**Given passage:**
— START —
But there are others: in Wide Open she looks at the repercussions of violence, having an abhorrence of the pornography of violence current in film and literature. In South Africa her subject had been maths, but because the syllabus in the UK was so different she switched to English. She also switched schools again when she and her mother moved to north London. She got into King's College, Cambridge (the first person in her family ever to go to university) to read Philosophy and Law, but then changed to English, and she wrote a dissertation on teen fiction, which she then decided to try her hand at.

Then she interviewed Martin Amis for a college magazine. "He made such a positive impression. So it's people like him and Angela Carter - they gave me a taste of writing a more modern kind of fiction which hadn't been around really. There was Absolute Beginners, Colin McInnes, then there was no modern fiction until I read Martin Amis, and that was it." Barker shares with Amis a tautness of style that, in her case, is the result of continual close editing. During her teens and 20s, she says, she was extremely depressed and she's convinced she owes her success to the hyper self-criticism that is typical of the depressive. She has never written about her illness directly, largely, she says, because depressives are inherently boring.
— END —
**Challenges:**
1 - Condense the paragraph of the Barker profile that begins "Then she interviewed Martin Amis" into a short bulleted list of its main facts.
2 - Extend the Barker profile with a further paragraph that picks up after its final sentence.

**Dataset extract:**
— START —
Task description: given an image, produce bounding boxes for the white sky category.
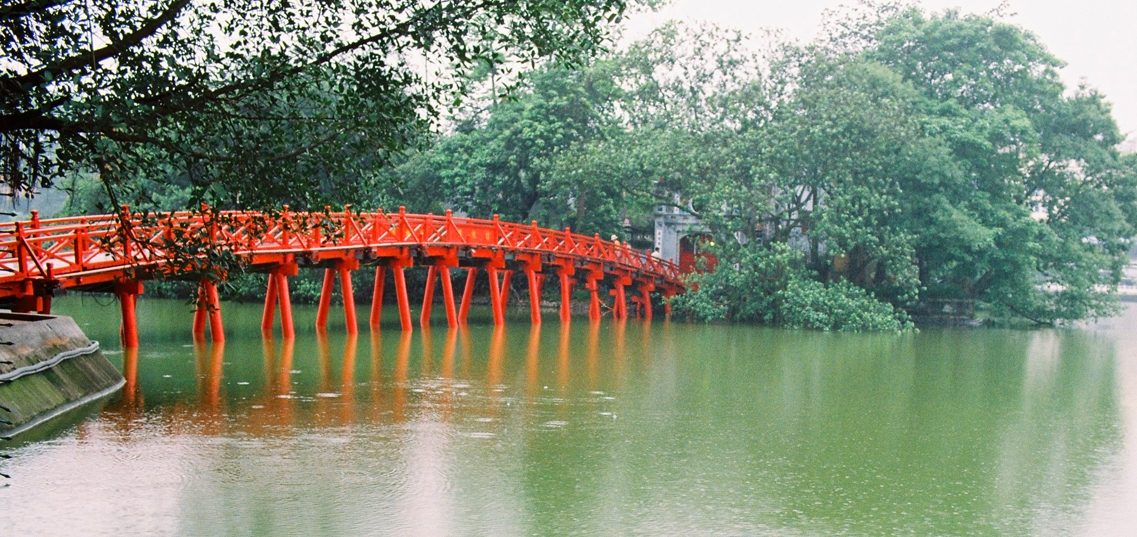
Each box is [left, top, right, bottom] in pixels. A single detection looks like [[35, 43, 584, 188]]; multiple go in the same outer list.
[[625, 0, 1137, 141]]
— END —
**Outputs:**
1 -
- Barker interviewed Martin Amis for a college magazine, and he made a very positive impression on her.
- Amis and Angela Carter gave her a taste of writing a more modern kind of fiction; apart from Colin McInnes's Absolute Beginners, she had found no modern fiction until she read Amis.
- Like Amis, she writes in a taut style, which in her case comes from continual close editing.
- She was extremely depressed during her teens and 20s and credits her success to the hyper self-criticism typical of depressives.
- She has never written about her illness directly, largely because, she says, depressives are inherently boring.

2 -
"When my characters are hurt physically, or they express an internal pain in a physical sense - they lose a limb or do something violently to themselves - that's my way of making other people understand, because that is the pain that you feel. These internal psychological pains are like a kind of violence. It is an illness and I'm just trying to make that more explicable to people who don't understand it. "People seem to imagine me thinking about characters that are weird and following them as if they are different to me. But to me they are friends; it's a world that I create that I am centre of. I don't like that sense of me sitting thinking, `can I create a freak?' When I'm writing, I create a world that I live in and that's the place that I fit in."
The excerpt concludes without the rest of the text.